### WHAT TO DO
The expected output is the full set of entries, printed exactly, without pictures.

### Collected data

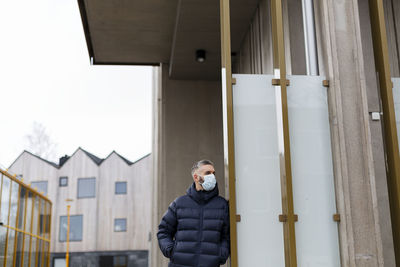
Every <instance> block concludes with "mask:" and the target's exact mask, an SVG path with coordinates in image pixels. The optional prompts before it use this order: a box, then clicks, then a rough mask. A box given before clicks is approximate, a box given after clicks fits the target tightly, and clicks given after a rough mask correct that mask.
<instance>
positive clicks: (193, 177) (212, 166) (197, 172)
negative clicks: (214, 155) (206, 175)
mask: <svg viewBox="0 0 400 267" xmlns="http://www.w3.org/2000/svg"><path fill="white" fill-rule="evenodd" d="M209 174H214V175H215V170H214V167H213V166H212V165H202V166H200V168H198V169H197V171H196V172H195V173H194V175H193V179H194V181H195V182H196V183H199V184H202V183H203V182H204V176H205V175H209Z"/></svg>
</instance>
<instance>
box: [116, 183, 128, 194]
mask: <svg viewBox="0 0 400 267" xmlns="http://www.w3.org/2000/svg"><path fill="white" fill-rule="evenodd" d="M115 194H116V195H125V194H126V182H116V183H115Z"/></svg>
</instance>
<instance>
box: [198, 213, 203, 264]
mask: <svg viewBox="0 0 400 267" xmlns="http://www.w3.org/2000/svg"><path fill="white" fill-rule="evenodd" d="M199 230H200V240H199V250H200V249H201V240H202V239H203V206H201V209H200V228H199ZM199 261H200V251H197V266H199Z"/></svg>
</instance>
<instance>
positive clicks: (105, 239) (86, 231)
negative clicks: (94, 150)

### OUTPUT FOR THIS TASK
Every <instance> block concludes with "mask:" and the target's exact mask, an SVG path with coordinates in image pixels. The optional prompts before it use this order: a box, then clicks, then a rough mask. A box given before clicks is approximate, a box given after clicks fits the target tightly, and clicks given after a rough mask correct that mask.
<instance>
positive clicks: (193, 177) (212, 166) (197, 172)
negative clicks: (214, 155) (206, 175)
mask: <svg viewBox="0 0 400 267" xmlns="http://www.w3.org/2000/svg"><path fill="white" fill-rule="evenodd" d="M209 174H214V175H215V170H214V167H213V166H212V165H202V166H200V168H198V169H197V171H196V172H195V173H194V175H193V179H194V181H195V182H196V183H199V184H202V183H203V182H204V176H205V175H209Z"/></svg>
</instance>
<instance>
box: [116, 183, 128, 194]
mask: <svg viewBox="0 0 400 267" xmlns="http://www.w3.org/2000/svg"><path fill="white" fill-rule="evenodd" d="M115 194H116V195H125V194H126V182H116V183H115Z"/></svg>
</instance>
<instance>
box: [198, 213, 203, 264]
mask: <svg viewBox="0 0 400 267" xmlns="http://www.w3.org/2000/svg"><path fill="white" fill-rule="evenodd" d="M199 230H200V240H199V250H200V249H201V240H202V239H203V206H201V209H200V228H199ZM199 261H200V251H197V266H199Z"/></svg>
</instance>
<instance>
positive clicks: (105, 239) (86, 231)
negative clicks: (94, 150)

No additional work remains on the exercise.